Photo labels with bounding boxes
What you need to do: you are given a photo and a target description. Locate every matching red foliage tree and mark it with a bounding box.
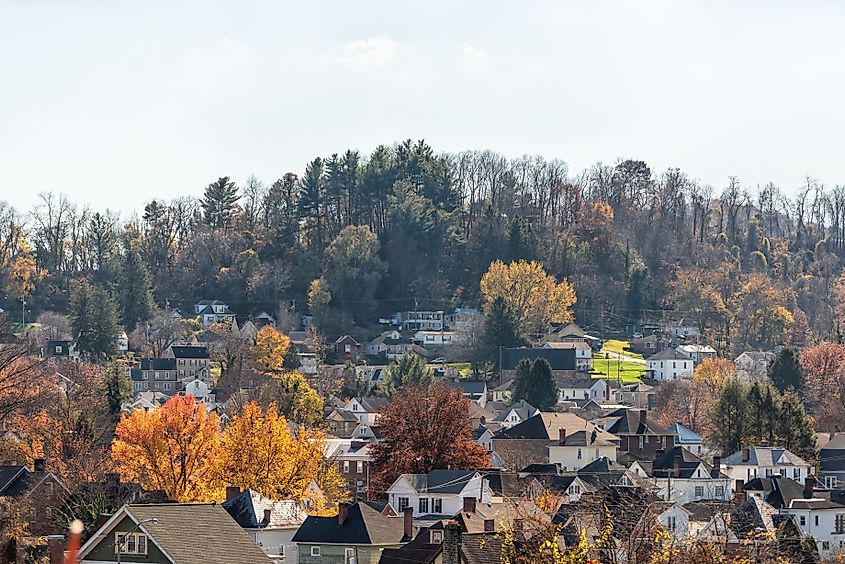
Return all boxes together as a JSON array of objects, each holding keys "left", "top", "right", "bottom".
[
  {"left": 799, "top": 341, "right": 845, "bottom": 430},
  {"left": 370, "top": 384, "right": 490, "bottom": 493}
]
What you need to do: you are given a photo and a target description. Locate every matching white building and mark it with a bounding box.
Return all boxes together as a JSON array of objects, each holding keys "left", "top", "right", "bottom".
[
  {"left": 722, "top": 447, "right": 812, "bottom": 484},
  {"left": 646, "top": 349, "right": 695, "bottom": 382},
  {"left": 387, "top": 470, "right": 493, "bottom": 517}
]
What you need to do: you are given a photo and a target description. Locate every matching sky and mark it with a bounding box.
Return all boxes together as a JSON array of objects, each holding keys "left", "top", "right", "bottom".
[{"left": 0, "top": 0, "right": 845, "bottom": 213}]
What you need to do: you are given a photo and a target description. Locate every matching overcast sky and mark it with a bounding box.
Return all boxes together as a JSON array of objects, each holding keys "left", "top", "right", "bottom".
[{"left": 0, "top": 0, "right": 845, "bottom": 211}]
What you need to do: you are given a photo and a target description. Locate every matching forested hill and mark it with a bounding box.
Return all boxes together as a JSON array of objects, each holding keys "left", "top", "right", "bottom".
[{"left": 0, "top": 141, "right": 845, "bottom": 350}]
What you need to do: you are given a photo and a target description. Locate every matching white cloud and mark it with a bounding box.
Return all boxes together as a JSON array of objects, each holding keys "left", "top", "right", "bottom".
[
  {"left": 337, "top": 35, "right": 399, "bottom": 65},
  {"left": 461, "top": 41, "right": 487, "bottom": 63}
]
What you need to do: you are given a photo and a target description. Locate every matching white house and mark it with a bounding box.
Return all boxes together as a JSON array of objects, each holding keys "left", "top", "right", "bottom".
[
  {"left": 387, "top": 470, "right": 493, "bottom": 518},
  {"left": 675, "top": 345, "right": 716, "bottom": 366},
  {"left": 630, "top": 447, "right": 733, "bottom": 504},
  {"left": 543, "top": 341, "right": 593, "bottom": 371},
  {"left": 646, "top": 349, "right": 695, "bottom": 381},
  {"left": 549, "top": 424, "right": 619, "bottom": 471},
  {"left": 722, "top": 447, "right": 812, "bottom": 484}
]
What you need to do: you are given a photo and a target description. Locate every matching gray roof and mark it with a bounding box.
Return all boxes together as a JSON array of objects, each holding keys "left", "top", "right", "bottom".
[{"left": 722, "top": 447, "right": 810, "bottom": 466}]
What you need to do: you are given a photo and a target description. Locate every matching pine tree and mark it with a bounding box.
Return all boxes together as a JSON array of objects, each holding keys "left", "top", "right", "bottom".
[
  {"left": 201, "top": 176, "right": 240, "bottom": 228},
  {"left": 117, "top": 246, "right": 155, "bottom": 333}
]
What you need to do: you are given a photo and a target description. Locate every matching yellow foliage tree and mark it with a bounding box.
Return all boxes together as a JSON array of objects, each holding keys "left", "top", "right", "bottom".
[
  {"left": 112, "top": 396, "right": 220, "bottom": 502},
  {"left": 252, "top": 325, "right": 290, "bottom": 372},
  {"left": 481, "top": 260, "right": 575, "bottom": 333},
  {"left": 214, "top": 402, "right": 348, "bottom": 512}
]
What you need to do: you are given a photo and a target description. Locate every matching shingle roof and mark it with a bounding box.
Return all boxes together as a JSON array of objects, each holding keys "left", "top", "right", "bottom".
[{"left": 293, "top": 503, "right": 405, "bottom": 545}]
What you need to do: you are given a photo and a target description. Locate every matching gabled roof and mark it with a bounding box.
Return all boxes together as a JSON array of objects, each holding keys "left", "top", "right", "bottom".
[
  {"left": 79, "top": 503, "right": 270, "bottom": 564},
  {"left": 293, "top": 503, "right": 405, "bottom": 545},
  {"left": 646, "top": 349, "right": 692, "bottom": 361},
  {"left": 222, "top": 490, "right": 307, "bottom": 529},
  {"left": 722, "top": 447, "right": 810, "bottom": 466}
]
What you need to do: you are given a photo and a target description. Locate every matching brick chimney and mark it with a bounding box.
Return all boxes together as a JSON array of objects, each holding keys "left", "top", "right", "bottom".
[
  {"left": 47, "top": 535, "right": 67, "bottom": 564},
  {"left": 402, "top": 506, "right": 414, "bottom": 540},
  {"left": 442, "top": 521, "right": 461, "bottom": 564},
  {"left": 226, "top": 486, "right": 241, "bottom": 501},
  {"left": 804, "top": 474, "right": 816, "bottom": 499}
]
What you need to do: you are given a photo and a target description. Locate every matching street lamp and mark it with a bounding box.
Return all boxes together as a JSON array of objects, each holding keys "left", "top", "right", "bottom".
[{"left": 115, "top": 517, "right": 158, "bottom": 564}]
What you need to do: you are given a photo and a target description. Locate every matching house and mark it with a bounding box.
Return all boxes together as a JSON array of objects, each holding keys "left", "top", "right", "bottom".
[
  {"left": 164, "top": 345, "right": 211, "bottom": 383},
  {"left": 592, "top": 408, "right": 675, "bottom": 458},
  {"left": 332, "top": 440, "right": 372, "bottom": 501},
  {"left": 499, "top": 347, "right": 577, "bottom": 382},
  {"left": 129, "top": 358, "right": 182, "bottom": 394},
  {"left": 194, "top": 300, "right": 235, "bottom": 327},
  {"left": 79, "top": 503, "right": 271, "bottom": 564},
  {"left": 555, "top": 375, "right": 616, "bottom": 403},
  {"left": 549, "top": 427, "right": 619, "bottom": 471},
  {"left": 0, "top": 458, "right": 70, "bottom": 536},
  {"left": 332, "top": 335, "right": 361, "bottom": 364},
  {"left": 631, "top": 446, "right": 733, "bottom": 504},
  {"left": 734, "top": 351, "right": 775, "bottom": 380},
  {"left": 818, "top": 434, "right": 845, "bottom": 490},
  {"left": 492, "top": 413, "right": 618, "bottom": 470},
  {"left": 387, "top": 470, "right": 493, "bottom": 518},
  {"left": 391, "top": 310, "right": 444, "bottom": 331},
  {"left": 722, "top": 447, "right": 812, "bottom": 484},
  {"left": 364, "top": 330, "right": 427, "bottom": 360},
  {"left": 675, "top": 345, "right": 716, "bottom": 366},
  {"left": 543, "top": 341, "right": 593, "bottom": 372},
  {"left": 493, "top": 400, "right": 540, "bottom": 429},
  {"left": 222, "top": 487, "right": 308, "bottom": 563},
  {"left": 646, "top": 349, "right": 695, "bottom": 382},
  {"left": 344, "top": 397, "right": 389, "bottom": 425},
  {"left": 669, "top": 423, "right": 707, "bottom": 458},
  {"left": 293, "top": 502, "right": 413, "bottom": 564}
]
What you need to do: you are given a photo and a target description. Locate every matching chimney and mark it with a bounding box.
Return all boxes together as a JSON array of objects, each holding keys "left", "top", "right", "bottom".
[
  {"left": 442, "top": 521, "right": 461, "bottom": 564},
  {"left": 47, "top": 535, "right": 66, "bottom": 564},
  {"left": 804, "top": 474, "right": 816, "bottom": 499},
  {"left": 402, "top": 506, "right": 414, "bottom": 540},
  {"left": 337, "top": 503, "right": 349, "bottom": 525}
]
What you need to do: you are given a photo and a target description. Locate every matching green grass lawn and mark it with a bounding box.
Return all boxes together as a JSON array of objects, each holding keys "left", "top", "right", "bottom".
[
  {"left": 602, "top": 339, "right": 643, "bottom": 358},
  {"left": 593, "top": 358, "right": 645, "bottom": 384}
]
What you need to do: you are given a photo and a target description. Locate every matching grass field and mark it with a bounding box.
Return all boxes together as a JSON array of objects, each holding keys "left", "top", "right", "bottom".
[
  {"left": 593, "top": 358, "right": 645, "bottom": 384},
  {"left": 602, "top": 339, "right": 643, "bottom": 358}
]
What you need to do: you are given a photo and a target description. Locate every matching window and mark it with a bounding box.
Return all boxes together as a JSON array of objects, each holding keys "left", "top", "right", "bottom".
[{"left": 114, "top": 533, "right": 147, "bottom": 554}]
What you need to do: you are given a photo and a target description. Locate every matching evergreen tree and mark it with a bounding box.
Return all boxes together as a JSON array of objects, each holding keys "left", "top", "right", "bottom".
[
  {"left": 484, "top": 296, "right": 529, "bottom": 368},
  {"left": 769, "top": 347, "right": 804, "bottom": 392},
  {"left": 117, "top": 245, "right": 155, "bottom": 333},
  {"left": 70, "top": 280, "right": 119, "bottom": 358},
  {"left": 200, "top": 176, "right": 240, "bottom": 228}
]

Required work = Pull out every line above that contains the word "roof" and copy each one in full.

Answer below =
What you need to do: you are given a photo and a target description. Locate every matching gray roof and mark it with a bounding box.
What you need to do: you are given a photo and a target description. Locate every matching shingle roof and mark it with a bounding box.
What you need to do: you are given a photo and a target description. Locate every matching gabled roof and mark it with a bounding box.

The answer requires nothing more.